- _Task to carry out_
Reproduce each entry below in full, exactly as it was given.

++++++++++

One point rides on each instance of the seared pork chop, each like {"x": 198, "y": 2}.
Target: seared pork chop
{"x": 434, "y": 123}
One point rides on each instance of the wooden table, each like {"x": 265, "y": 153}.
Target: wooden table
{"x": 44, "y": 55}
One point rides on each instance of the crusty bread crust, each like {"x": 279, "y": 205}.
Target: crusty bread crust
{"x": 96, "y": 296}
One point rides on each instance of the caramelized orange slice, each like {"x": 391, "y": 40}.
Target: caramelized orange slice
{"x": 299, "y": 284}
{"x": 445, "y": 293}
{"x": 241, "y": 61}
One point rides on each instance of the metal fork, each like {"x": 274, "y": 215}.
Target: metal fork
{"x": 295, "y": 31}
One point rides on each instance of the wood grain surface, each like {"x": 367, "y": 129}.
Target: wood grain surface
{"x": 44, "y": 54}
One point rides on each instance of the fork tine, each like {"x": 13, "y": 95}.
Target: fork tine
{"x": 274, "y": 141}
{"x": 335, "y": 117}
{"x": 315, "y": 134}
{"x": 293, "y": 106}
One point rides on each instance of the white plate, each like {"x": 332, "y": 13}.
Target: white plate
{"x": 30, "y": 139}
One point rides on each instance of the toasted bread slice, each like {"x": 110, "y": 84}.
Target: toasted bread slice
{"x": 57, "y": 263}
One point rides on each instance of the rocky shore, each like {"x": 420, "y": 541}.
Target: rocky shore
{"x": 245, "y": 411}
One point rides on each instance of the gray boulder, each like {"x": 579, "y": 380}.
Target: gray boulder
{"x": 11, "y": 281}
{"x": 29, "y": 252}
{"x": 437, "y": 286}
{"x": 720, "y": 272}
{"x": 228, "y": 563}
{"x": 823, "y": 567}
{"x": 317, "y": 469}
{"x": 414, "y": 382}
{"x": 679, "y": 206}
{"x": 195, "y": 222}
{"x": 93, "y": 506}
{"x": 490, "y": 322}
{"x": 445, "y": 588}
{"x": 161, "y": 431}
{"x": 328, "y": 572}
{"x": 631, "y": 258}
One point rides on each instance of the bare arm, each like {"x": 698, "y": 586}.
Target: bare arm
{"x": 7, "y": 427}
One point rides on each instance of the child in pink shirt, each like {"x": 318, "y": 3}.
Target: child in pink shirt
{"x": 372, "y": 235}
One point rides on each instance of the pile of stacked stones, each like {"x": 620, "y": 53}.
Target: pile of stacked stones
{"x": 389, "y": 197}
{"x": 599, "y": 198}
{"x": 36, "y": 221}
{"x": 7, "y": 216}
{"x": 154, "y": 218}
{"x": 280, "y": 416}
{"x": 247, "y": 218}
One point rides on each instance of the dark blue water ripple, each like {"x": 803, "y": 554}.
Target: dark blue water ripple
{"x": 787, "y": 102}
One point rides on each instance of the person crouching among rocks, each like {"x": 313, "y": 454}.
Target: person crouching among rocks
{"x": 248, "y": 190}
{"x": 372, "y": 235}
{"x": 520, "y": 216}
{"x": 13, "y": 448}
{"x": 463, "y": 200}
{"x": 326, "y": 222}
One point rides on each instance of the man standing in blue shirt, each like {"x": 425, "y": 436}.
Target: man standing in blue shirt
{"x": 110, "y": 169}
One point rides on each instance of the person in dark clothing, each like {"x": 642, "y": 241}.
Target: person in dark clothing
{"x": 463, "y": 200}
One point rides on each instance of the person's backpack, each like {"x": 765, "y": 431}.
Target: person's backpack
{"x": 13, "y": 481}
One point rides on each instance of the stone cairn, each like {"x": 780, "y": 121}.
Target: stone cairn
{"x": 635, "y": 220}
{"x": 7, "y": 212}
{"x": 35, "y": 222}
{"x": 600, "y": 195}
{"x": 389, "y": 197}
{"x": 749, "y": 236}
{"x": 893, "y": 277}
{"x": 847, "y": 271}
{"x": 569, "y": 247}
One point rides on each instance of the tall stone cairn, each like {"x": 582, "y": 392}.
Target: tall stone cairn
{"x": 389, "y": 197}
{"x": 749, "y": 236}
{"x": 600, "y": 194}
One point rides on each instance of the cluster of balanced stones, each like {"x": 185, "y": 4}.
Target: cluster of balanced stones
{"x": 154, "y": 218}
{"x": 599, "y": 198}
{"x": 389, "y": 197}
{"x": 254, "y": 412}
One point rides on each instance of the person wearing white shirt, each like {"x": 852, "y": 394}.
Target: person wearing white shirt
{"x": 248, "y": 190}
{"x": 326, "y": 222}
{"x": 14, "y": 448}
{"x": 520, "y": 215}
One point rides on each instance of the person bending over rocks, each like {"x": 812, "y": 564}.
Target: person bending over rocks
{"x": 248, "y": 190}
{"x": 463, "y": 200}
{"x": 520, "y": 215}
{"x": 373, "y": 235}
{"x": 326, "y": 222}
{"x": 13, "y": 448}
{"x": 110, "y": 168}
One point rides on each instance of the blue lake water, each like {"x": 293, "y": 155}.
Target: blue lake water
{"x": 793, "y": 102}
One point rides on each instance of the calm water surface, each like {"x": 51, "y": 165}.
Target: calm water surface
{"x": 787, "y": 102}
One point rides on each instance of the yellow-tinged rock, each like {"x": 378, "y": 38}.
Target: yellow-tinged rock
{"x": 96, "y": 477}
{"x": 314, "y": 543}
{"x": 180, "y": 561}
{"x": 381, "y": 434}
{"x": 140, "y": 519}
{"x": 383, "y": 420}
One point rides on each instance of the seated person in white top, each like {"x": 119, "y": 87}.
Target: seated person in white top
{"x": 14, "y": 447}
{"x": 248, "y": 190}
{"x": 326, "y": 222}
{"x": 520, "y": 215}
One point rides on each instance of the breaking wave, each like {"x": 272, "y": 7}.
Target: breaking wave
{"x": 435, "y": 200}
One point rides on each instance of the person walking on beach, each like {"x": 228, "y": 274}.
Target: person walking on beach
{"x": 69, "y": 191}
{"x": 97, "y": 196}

++++++++++

- _Output of the exercise_
One point rides on each instance of the seared pork chop, each like {"x": 198, "y": 2}.
Target: seared pork chop
{"x": 434, "y": 123}
One point rides on each instance of the wooden table, each like {"x": 265, "y": 153}.
Target: wooden table
{"x": 44, "y": 55}
One point rides on each instance of the crusty bread crust, each like {"x": 279, "y": 205}.
Target: crusty bread crust
{"x": 96, "y": 296}
One point rides on each instance of the caramelized orange slice, each like {"x": 391, "y": 40}.
Target: caramelized orange slice
{"x": 299, "y": 284}
{"x": 445, "y": 293}
{"x": 241, "y": 61}
One point rides on each instance of the metal fork, each like {"x": 274, "y": 215}.
Target: metal fork
{"x": 295, "y": 31}
One point rides on each instance of the wood grain surface, each like {"x": 367, "y": 129}.
Target: wood grain surface
{"x": 44, "y": 54}
One point rides on each instance of the fork tine, each like {"x": 13, "y": 95}.
Target: fork tine
{"x": 274, "y": 141}
{"x": 335, "y": 117}
{"x": 315, "y": 134}
{"x": 293, "y": 106}
One point rides on each instance of the white plate, each like {"x": 332, "y": 13}.
Target: white plate
{"x": 30, "y": 139}
One point rides on each instance of the toasted bread slice, each like {"x": 110, "y": 84}.
Target: toasted bread slice
{"x": 57, "y": 263}
One point rides on each instance of the rocky shore, each like {"x": 420, "y": 541}.
Target: rocky shore
{"x": 245, "y": 411}
One point rides on each instance of the gray boulder, each like {"x": 579, "y": 380}.
Target: gray boulder
{"x": 11, "y": 281}
{"x": 29, "y": 252}
{"x": 437, "y": 286}
{"x": 720, "y": 272}
{"x": 228, "y": 563}
{"x": 823, "y": 567}
{"x": 317, "y": 469}
{"x": 414, "y": 382}
{"x": 679, "y": 206}
{"x": 195, "y": 222}
{"x": 93, "y": 506}
{"x": 490, "y": 322}
{"x": 445, "y": 588}
{"x": 161, "y": 431}
{"x": 328, "y": 572}
{"x": 631, "y": 258}
One point rides on each instance of the bare arm, each like {"x": 698, "y": 586}.
Target: bare arm
{"x": 7, "y": 427}
One point rides on each instance of the child in pink shirt, each like {"x": 318, "y": 3}.
Target: child in pink shirt
{"x": 372, "y": 235}
One point rides on each instance of the pile of stacked stones, each like {"x": 620, "y": 53}.
Target: pile of stacked stones
{"x": 389, "y": 197}
{"x": 599, "y": 198}
{"x": 36, "y": 221}
{"x": 7, "y": 216}
{"x": 154, "y": 218}
{"x": 280, "y": 416}
{"x": 247, "y": 218}
One point rides on each instance of the dark blue water ripple, each like {"x": 803, "y": 554}.
Target: dark blue water ripple
{"x": 787, "y": 102}
One point rides on each instance of the person crouching among rocks, each like {"x": 313, "y": 454}.
Target: person crouching among rocks
{"x": 248, "y": 190}
{"x": 372, "y": 235}
{"x": 520, "y": 216}
{"x": 13, "y": 448}
{"x": 463, "y": 200}
{"x": 326, "y": 222}
One point rides on each instance of the man standing in blue shirt, each like {"x": 425, "y": 436}.
Target: man standing in blue shirt
{"x": 110, "y": 169}
One point rides on each instance of the person in dark clothing, each like {"x": 642, "y": 241}.
Target: person in dark clothing
{"x": 463, "y": 200}
One point rides on each instance of the person's backpack, each like {"x": 765, "y": 431}.
Target: person's backpack
{"x": 13, "y": 481}
One point rides on each instance of the stone cairn, each like {"x": 780, "y": 121}.
Target: stone cairn
{"x": 635, "y": 220}
{"x": 7, "y": 212}
{"x": 35, "y": 222}
{"x": 600, "y": 195}
{"x": 389, "y": 197}
{"x": 749, "y": 236}
{"x": 893, "y": 277}
{"x": 847, "y": 271}
{"x": 569, "y": 247}
One point rides on each instance of the tall stone cairn, each like {"x": 582, "y": 392}.
Target: tall stone cairn
{"x": 389, "y": 197}
{"x": 749, "y": 236}
{"x": 600, "y": 194}
One point rides on each instance of the cluster of balanced stones, each like {"x": 185, "y": 4}.
Target: cluster of balanced stones
{"x": 154, "y": 218}
{"x": 599, "y": 198}
{"x": 389, "y": 197}
{"x": 254, "y": 412}
One point rides on each instance of the person wearing white shirt, each like {"x": 852, "y": 394}.
Target: person wearing white shirt
{"x": 248, "y": 190}
{"x": 326, "y": 222}
{"x": 14, "y": 448}
{"x": 520, "y": 215}
One point rides on each instance of the person bending over rocks, each like {"x": 812, "y": 564}.
Target: person bending over rocks
{"x": 248, "y": 190}
{"x": 463, "y": 200}
{"x": 520, "y": 215}
{"x": 373, "y": 235}
{"x": 326, "y": 222}
{"x": 13, "y": 448}
{"x": 110, "y": 168}
One point rides on each instance of the blue lake water, each like {"x": 293, "y": 155}.
Target: blue lake water
{"x": 793, "y": 102}
One point rides on each instance of the calm water surface, each like {"x": 51, "y": 165}.
Target: calm water surface
{"x": 787, "y": 102}
One point rides on each instance of the yellow-tinged rock, each like {"x": 378, "y": 38}.
Target: yellow-tinged rock
{"x": 96, "y": 477}
{"x": 314, "y": 543}
{"x": 180, "y": 561}
{"x": 381, "y": 434}
{"x": 140, "y": 519}
{"x": 383, "y": 420}
One point rides on each instance of the seated person in white top, each like {"x": 119, "y": 87}.
Target: seated person in white top
{"x": 14, "y": 447}
{"x": 248, "y": 190}
{"x": 326, "y": 222}
{"x": 520, "y": 215}
One point rides on each instance of the breaking wave, each like {"x": 272, "y": 7}.
Target: breaking wave
{"x": 435, "y": 200}
One point rides on each instance of the person walking on beach, each like {"x": 228, "y": 274}.
Target: person walking on beach
{"x": 69, "y": 191}
{"x": 97, "y": 196}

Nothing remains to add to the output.